__The task__. Write the next part of the Naive Bayes spam-filtering notebook below, picking up right after its last line.

__Passage given__.
# Mini Project: Naive Bayes for NLP

Written by Adam Ten Hoeve  
COMP 4448 - Data Science Tools 2  
Summer 2021

In [16]:
# Load Necesary Libraries
import numpy as np
import pandas as pd
import re

from sklearn.naive_bayes import MultinomialNB
from sklearn.model_selection import train_test_split, GridSearchCV
from sklearn.feature_extraction.text import TfidfVectorizer
from sklearn.metrics import accuracy_score, f1_score

from nltk.corpus import stopwords

Find some text data of your own choice, it could be labelled tweets, etc. 
Your dataset should have at least 200 instances, and if there are several columns of text, you can choose to merge the text columns into a single text column.   

Clean the data, split the data, transform the data to a representation suitable for your algorithm, build your model and evaluate the model. Tune some parameters of interest and write a short report about what problem your mini project is trying to address, the description of your data, the choice of algorithm used, the performance of your algorithm, overfitting, the choice of hyperparameters tunned, then your recommendation or conclusion (imagine you were trying to recommend this algorithm to a stakeholder, and you need this report to include important and persuasive elements). Your report could be in one or two paragraphs and should include relevant code and output at the end. 

Dataset can be found here: https://www.kaggle.com/uciml/sms-spam-collection-dataset

In [3]:
# Load the Spam vs Ham dataset
df = pd.read_csv("spam.csv", encoding='ISO-8859-1')
# Remove unneeded columns
df.drop(["Unnamed: 2", "Unnamed: 3", "Unnamed: 4"], axis=1, inplace=True)
# Rename columns
df.columns = ["label", "text"]
df.head()

Unnamed: 0,label,text
0,ham,"Go until jurong point, crazy.. Available only ..."
1,ham,Ok lar... Joking wif u oni...
2,spam,Free entry in 2 a wkly comp to win FA Cup fina...
3,ham,U dun say so early hor... U c already then say...
4,ham,"Nah I don't think he goes to usf, he lives aro..."


In [6]:
# Clean the data
# Remove trailing and leading whitespace, then convert everything to lowercase
df["text"] = df["text"].apply(lambda x: x.strip().lower())
# Remove punctuation and special characters
df["text"] = df["text"].apply(lambda x: re.sub(r"[^\w ]", "", x))
# Remove stopwords
cachedStopWords = stopwords.words("english")
df["text"] = df["text"].apply(lambda x: " ".join([word for word in x.split() if word not in cachedStopWords]))
df.head()

Unnamed: 0,label,text
0,ham,go jurong point crazy available bugis n great ...

__Data extract__.

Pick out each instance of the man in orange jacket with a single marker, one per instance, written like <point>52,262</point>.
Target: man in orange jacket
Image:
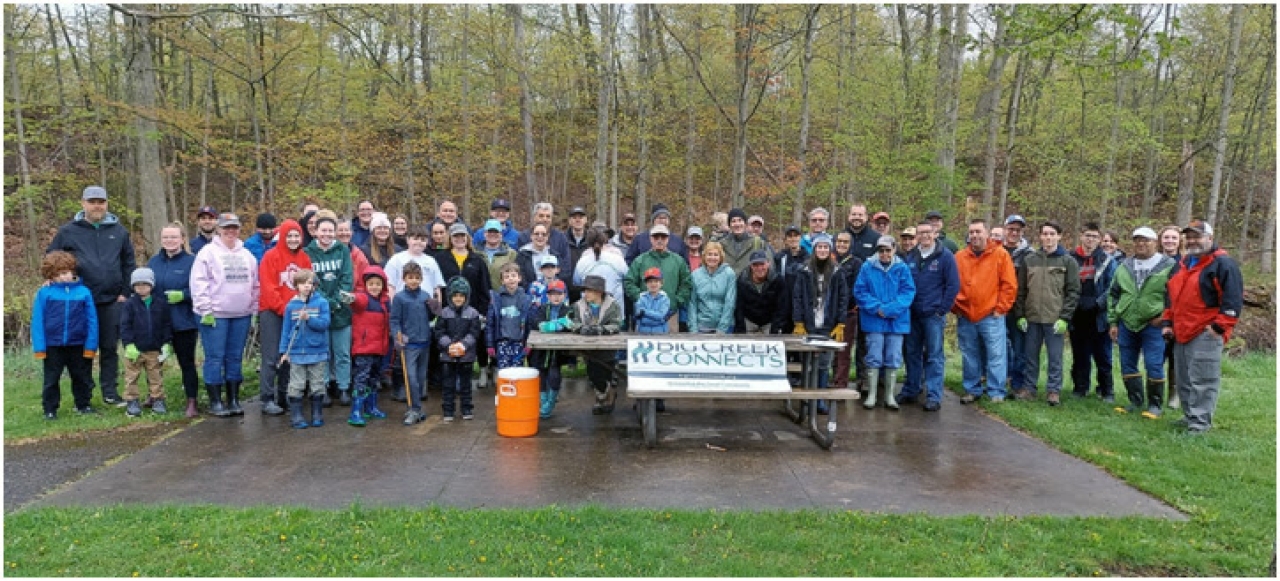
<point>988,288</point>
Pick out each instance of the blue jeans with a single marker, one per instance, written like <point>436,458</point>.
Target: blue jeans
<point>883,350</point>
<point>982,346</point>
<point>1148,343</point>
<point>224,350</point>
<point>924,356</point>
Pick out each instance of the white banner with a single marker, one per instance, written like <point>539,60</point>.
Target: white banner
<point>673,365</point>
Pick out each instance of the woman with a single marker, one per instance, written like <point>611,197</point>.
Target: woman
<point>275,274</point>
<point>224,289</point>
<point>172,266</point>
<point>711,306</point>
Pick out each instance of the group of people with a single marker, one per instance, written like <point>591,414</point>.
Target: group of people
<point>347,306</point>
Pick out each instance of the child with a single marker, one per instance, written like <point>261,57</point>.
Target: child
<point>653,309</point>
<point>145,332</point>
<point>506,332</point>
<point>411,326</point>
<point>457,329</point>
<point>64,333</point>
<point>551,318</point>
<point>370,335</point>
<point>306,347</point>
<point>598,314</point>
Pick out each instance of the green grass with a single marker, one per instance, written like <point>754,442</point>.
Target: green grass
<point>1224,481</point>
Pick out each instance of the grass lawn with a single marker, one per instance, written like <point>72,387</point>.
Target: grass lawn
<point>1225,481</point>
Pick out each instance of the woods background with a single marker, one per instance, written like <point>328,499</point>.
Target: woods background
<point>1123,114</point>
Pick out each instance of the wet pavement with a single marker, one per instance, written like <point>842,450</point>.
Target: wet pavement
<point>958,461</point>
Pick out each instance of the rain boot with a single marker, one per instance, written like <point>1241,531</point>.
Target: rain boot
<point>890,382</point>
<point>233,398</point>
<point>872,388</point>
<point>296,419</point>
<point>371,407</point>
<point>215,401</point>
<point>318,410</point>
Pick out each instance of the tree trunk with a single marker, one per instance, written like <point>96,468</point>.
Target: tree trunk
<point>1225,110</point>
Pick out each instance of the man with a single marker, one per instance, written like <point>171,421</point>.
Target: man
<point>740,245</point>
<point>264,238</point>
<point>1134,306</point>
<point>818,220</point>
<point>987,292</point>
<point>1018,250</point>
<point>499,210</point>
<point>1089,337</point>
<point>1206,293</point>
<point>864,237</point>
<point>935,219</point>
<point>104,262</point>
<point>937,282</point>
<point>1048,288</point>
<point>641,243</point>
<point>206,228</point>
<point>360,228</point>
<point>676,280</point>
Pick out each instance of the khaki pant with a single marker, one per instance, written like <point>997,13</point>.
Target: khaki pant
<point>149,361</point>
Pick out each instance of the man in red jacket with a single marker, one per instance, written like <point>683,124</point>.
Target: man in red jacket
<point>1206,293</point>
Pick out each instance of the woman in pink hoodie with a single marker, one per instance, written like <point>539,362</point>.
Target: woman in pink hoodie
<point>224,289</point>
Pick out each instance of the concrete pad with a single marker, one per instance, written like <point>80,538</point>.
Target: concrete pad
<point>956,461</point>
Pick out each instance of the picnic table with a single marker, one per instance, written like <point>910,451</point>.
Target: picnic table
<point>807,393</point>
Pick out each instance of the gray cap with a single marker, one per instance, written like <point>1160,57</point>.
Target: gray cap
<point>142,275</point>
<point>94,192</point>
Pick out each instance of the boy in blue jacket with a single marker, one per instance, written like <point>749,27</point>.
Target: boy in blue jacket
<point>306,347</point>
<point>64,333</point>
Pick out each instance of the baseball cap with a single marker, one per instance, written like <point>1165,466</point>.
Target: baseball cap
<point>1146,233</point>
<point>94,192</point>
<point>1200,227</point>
...
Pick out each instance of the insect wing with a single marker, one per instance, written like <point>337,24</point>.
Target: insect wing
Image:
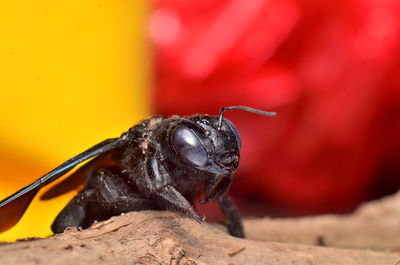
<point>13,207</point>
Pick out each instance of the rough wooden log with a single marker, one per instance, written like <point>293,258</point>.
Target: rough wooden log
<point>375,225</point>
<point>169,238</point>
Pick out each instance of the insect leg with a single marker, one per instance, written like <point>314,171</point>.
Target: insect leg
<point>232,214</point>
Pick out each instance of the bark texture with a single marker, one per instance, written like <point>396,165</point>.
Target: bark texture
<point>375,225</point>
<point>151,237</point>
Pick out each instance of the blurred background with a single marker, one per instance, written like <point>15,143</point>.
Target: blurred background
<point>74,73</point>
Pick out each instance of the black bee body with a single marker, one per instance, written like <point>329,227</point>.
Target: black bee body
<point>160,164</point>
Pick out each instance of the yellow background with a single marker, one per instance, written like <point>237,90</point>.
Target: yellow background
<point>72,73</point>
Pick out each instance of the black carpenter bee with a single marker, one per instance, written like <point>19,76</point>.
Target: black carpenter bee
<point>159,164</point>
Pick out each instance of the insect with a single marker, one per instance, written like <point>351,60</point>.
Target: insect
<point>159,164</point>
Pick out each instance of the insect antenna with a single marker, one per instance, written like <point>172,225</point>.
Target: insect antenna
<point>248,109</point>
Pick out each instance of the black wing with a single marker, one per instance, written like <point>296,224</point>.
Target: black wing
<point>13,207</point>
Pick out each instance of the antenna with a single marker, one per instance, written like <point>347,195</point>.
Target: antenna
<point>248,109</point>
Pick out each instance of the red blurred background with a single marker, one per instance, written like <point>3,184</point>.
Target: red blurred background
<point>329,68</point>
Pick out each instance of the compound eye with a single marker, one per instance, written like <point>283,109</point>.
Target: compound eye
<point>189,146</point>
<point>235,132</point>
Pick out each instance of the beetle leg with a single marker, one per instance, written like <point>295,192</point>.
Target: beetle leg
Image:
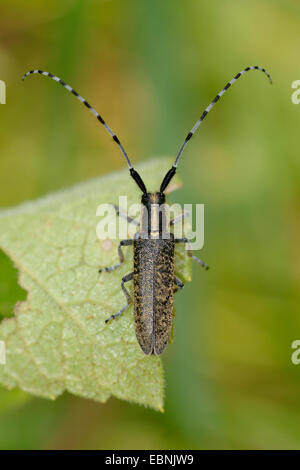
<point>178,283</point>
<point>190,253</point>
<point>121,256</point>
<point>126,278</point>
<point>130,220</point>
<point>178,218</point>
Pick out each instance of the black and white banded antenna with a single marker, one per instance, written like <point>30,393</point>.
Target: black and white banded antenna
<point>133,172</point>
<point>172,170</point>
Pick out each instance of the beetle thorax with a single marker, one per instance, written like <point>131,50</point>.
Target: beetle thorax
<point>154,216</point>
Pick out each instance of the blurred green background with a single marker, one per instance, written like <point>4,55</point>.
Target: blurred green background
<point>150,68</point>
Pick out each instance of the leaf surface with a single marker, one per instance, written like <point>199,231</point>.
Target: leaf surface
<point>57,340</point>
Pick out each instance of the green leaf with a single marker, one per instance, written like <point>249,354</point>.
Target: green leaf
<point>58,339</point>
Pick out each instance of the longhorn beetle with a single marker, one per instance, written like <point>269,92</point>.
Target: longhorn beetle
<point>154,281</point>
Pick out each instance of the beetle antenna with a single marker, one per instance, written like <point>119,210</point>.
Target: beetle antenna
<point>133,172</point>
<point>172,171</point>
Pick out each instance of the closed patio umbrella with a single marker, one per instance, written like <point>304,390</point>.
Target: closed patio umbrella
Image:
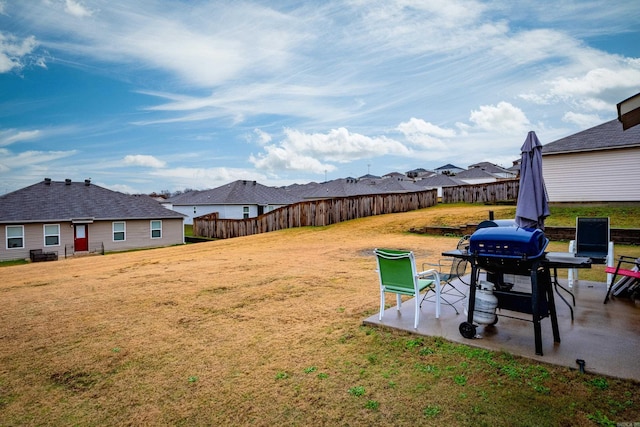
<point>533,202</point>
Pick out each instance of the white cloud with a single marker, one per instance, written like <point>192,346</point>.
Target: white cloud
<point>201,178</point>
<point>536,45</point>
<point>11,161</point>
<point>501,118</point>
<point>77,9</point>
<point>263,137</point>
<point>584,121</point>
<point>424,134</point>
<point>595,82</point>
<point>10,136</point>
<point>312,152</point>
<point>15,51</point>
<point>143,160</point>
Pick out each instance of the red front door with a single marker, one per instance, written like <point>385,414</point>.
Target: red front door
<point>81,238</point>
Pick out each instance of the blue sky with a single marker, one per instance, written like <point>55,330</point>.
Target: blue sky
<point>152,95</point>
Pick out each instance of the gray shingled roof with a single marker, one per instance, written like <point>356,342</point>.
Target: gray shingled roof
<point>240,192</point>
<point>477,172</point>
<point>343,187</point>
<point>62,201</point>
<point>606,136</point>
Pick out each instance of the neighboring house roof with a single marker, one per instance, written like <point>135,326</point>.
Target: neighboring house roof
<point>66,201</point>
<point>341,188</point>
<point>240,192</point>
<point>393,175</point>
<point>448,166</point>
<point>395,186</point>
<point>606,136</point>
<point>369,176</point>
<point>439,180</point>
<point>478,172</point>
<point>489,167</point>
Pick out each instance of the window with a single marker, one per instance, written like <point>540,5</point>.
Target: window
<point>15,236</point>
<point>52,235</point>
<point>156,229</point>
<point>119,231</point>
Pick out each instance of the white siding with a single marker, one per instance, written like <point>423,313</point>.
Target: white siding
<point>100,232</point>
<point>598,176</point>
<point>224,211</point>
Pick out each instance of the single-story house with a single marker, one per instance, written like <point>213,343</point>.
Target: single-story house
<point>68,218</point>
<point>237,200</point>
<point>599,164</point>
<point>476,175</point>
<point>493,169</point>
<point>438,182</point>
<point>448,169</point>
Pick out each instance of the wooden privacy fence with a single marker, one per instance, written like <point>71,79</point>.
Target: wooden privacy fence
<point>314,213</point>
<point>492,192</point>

__Exercise output__.
1,ham,ok lar joking wif u oni
2,spam,free entry 2 wkly comp win fa cup final tkts 2...
3,ham,u dun say early hor u c already say
4,ham,nah dont think goes usf lives around though


In [9]:
# Convert the text data to tfidf data
vectorizer = TfidfVectorizer()
text_tfidf = vectorizer.fit_transform(df["text"])

In [10]:
# Split the data into training and test sets
X_train, X_test, y_train, y_test = train_test_split(text_tfidf, df["label"], test_size=0.2, random_state=42)

print(X_train.shape)
print(y_train.shape)
print(X_test.shape)
print(y_test.shape)

(4457, 9404)
(4457,)
(1115, 9404)
(1115,)


In [17]:
# Fit a Naive Bayes algorithm to the text tfidf data
nb_clf = MultinomialNB()
# Use a grid search to find the optimal parameters
param_grid = {"alpha": np.arange(0.05, 1.2, 0.05)}
grid = GridSearchCV(nb_clf, param_grid).fit(X_train, y_train)
# Find the best model from the gridsearch
best_nb = grid.best_estimator_

In [18]:
# Find the accuracy on the training and test sets
# Training set
train_preds = best_nb.predict(X_train)
print("Accuracy on the training set:", accuracy_score(y_train, train_preds))
# Test set
test_preds = best_nb.predict(X_test)
print("Accuracy on the test set:", accuracy_score(y_test, test_preds))

Accuracy on the training set: 0.9955126766883554
Accuracy on the test set: 0.9838565022421525


In [19]:
# Find the f1 score of the training and test se
print("F1 score on the training set:", f1_score(y_train, train_preds, pos_label="ham"))
print("F1 score on the test set:", f1_score(y_test, test_preds, pos_label="ham"))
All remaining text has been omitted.